**** EXCERPTED DATA
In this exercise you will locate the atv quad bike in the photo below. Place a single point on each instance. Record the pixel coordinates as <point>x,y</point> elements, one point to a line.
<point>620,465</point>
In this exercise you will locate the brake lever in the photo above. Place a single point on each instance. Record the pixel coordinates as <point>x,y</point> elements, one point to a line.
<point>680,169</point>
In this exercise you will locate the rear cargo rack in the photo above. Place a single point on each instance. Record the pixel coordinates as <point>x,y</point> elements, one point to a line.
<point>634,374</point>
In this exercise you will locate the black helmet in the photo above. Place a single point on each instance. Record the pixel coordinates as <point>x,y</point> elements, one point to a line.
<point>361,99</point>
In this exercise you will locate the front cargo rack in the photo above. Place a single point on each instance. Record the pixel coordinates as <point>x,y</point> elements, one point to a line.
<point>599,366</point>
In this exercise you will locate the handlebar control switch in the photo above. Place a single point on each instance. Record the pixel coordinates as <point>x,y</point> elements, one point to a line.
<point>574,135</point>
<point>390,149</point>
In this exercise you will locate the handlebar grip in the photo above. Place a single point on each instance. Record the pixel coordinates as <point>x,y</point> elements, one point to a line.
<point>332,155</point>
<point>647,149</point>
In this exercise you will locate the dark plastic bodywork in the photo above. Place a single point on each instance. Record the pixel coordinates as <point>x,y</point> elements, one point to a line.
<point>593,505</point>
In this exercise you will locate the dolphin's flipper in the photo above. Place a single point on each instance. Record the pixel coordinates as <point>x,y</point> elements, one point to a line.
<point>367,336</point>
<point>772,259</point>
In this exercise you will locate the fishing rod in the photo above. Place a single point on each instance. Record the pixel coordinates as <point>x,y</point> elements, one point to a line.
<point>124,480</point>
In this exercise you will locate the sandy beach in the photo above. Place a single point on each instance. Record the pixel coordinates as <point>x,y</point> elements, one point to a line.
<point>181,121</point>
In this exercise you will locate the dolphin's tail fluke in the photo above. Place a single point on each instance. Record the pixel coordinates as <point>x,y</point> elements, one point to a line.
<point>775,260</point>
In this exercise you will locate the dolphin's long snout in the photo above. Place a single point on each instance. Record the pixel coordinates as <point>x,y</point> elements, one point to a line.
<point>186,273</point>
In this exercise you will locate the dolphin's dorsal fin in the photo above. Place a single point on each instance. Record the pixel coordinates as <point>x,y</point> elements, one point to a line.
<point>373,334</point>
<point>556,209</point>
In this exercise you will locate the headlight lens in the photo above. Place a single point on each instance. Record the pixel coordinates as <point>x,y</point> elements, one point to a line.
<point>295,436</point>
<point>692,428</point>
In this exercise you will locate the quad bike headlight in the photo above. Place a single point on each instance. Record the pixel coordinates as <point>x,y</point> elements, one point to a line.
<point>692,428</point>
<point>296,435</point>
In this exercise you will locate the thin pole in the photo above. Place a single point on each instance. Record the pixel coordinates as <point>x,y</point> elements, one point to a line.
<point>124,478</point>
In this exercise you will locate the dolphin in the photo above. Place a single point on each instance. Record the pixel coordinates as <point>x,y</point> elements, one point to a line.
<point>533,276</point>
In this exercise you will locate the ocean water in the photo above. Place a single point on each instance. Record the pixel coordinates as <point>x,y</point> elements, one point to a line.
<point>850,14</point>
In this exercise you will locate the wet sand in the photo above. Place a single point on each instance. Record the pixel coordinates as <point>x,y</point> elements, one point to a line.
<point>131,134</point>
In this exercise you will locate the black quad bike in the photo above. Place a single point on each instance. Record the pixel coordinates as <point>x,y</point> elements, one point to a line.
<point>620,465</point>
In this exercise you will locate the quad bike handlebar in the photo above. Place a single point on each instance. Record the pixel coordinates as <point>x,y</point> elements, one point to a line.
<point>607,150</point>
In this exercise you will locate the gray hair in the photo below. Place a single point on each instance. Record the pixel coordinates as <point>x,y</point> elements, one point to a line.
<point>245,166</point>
********
▶ SHORT TASK
Copy the data between the lines holding "In this exercise you will locate the handlebar grip" and "<point>124,480</point>", inclusive, changing "pixel coordinates" to "image coordinates" and leaving everything else as it is.

▶ RESULT
In this exercise you will locate the handlebar grip in the photo above. Place a single point on each instance. Record the image coordinates as <point>x,y</point> elements, one point to a line.
<point>332,155</point>
<point>647,149</point>
In this exercise you will locate the dark plastic bodywork in the photo above. Place a single point on each instance. Record the image coordinates as <point>x,y</point> elements, one point to a line.
<point>593,505</point>
In this exercise you will locate the dolphin's flipper in the photo above. Place a single point on each instance. Record the image coordinates as <point>x,y</point> elements, one point to a line.
<point>367,336</point>
<point>772,259</point>
In this exercise you will locate the fishing rod in the photo above. Place a single point on each instance. Record the image coordinates as <point>x,y</point> elements, one point to a line.
<point>124,480</point>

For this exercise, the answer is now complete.